- **ACTIVITY**:
Please retype the data in full, exactly as given.

━━━━

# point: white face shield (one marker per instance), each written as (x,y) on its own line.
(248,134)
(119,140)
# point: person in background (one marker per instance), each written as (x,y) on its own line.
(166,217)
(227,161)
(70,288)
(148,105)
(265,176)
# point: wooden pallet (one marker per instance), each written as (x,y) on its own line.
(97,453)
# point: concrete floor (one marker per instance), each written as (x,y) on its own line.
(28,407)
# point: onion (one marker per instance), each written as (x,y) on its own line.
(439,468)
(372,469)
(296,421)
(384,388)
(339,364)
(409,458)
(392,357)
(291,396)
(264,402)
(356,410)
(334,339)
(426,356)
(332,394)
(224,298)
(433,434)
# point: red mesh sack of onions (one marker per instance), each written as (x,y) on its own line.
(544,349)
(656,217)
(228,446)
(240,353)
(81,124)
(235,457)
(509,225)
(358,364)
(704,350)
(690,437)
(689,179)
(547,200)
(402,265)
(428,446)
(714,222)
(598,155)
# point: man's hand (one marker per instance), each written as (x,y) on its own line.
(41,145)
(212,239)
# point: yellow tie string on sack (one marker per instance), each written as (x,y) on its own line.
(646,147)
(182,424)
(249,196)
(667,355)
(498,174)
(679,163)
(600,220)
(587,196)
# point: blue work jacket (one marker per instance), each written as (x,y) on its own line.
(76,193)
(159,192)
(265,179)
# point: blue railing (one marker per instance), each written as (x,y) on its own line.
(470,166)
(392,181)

━━━━

- **SOLUTION**:
# point: white face shield (one marker per instance), each written as (x,y) on its own line.
(248,134)
(119,140)
# point: person in background (one marker per instance), each written as (x,y) on its own line.
(166,217)
(227,161)
(70,288)
(148,105)
(265,176)
# point: wooden pallet (one marker per instance), each written as (x,y) on its own line.
(97,453)
# point: concrete floor (one marker per instance), each written as (x,y) on its own line.
(28,407)
# point: onion (one marker per instance), each written as (x,y) on its own line.
(439,468)
(372,469)
(296,421)
(384,388)
(339,364)
(409,458)
(392,357)
(291,396)
(264,402)
(356,410)
(334,339)
(426,356)
(332,394)
(224,298)
(433,434)
# point: red mesh sack of onions (one marker per instance), each written as (x,y) on its own line.
(544,349)
(656,217)
(228,446)
(240,353)
(81,124)
(235,457)
(509,225)
(358,364)
(704,350)
(690,437)
(689,179)
(547,200)
(402,265)
(428,446)
(714,222)
(598,155)
# point: man's hand (one marker per instance), each written as (x,y) on its own line.
(41,145)
(212,239)
# point: yellow tie string on sack (one marker per instance), each written as (x,y) on its own line.
(646,147)
(182,424)
(249,196)
(667,355)
(498,174)
(679,163)
(600,220)
(587,196)
# point: blue work jacket (one marker per instance), each written as (x,y) on its own line.
(76,193)
(159,192)
(265,179)
# point: blue railing (one marker per instance), each written as (x,y) on its own line.
(470,166)
(392,181)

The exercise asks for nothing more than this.